▶ _PROBLEM STATEMENT_: Can you express the entries, from the start through the line containing "33 308 549 444", as a two-column CSV with the headers request and answer? Give one row per request, with its text and its answer each in a single quoted field and line breaks replaced by spaces.

[Entries from an annotation dataset]
——————

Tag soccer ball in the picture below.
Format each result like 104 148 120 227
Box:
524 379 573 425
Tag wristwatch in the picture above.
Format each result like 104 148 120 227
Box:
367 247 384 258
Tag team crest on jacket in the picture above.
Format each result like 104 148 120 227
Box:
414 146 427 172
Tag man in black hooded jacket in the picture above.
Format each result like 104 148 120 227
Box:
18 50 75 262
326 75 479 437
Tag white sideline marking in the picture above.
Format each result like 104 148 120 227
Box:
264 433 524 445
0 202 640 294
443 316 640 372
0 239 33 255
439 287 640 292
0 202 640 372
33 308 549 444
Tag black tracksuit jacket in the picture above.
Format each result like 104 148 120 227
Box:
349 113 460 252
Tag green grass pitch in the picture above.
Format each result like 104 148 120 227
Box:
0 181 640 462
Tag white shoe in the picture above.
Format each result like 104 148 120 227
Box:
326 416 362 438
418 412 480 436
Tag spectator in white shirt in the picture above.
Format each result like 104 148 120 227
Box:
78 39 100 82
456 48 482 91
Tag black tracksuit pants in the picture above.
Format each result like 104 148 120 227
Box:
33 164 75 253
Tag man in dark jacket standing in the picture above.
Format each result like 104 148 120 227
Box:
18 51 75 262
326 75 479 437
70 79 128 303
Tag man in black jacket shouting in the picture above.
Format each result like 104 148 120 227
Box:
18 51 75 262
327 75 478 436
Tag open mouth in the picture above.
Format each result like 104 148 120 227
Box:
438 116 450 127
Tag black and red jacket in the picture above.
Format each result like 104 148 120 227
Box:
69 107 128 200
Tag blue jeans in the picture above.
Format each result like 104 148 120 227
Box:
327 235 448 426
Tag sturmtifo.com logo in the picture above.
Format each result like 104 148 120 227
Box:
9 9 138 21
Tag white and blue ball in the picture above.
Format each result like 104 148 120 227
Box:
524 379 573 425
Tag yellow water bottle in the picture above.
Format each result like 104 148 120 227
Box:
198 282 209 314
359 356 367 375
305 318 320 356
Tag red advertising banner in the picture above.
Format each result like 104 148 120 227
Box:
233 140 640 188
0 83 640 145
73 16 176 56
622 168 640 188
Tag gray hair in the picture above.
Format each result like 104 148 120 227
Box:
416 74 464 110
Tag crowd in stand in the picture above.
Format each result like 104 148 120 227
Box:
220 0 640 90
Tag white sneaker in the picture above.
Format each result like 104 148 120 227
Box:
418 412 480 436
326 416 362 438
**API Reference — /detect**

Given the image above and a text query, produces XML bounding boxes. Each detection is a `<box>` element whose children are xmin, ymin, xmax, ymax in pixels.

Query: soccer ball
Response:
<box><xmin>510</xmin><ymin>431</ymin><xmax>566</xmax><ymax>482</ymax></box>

——————

▶ _TASK OUTPUT_:
request,answer
"Tag soccer ball in the picture below. Format each result like 104 148 120 227 Box:","524 379 573 425"
"Tag wristwatch in the picture above. Format each result like 104 148 120 227 Box:","367 247 384 258"
"Tag team crest on jacket in the picture above. Format each result like 104 148 120 227 Box:","414 146 427 172"
"Tag man in black hooded jacket in the picture above. Format each result like 104 148 120 227 Box:","18 50 75 262 326 75 479 437"
"Tag white sideline marking in the picture above. Format each result like 104 148 120 227 Box:","264 433 524 445 0 202 640 294 443 316 640 372 0 239 33 255 439 287 640 292 0 202 640 372 33 308 549 444"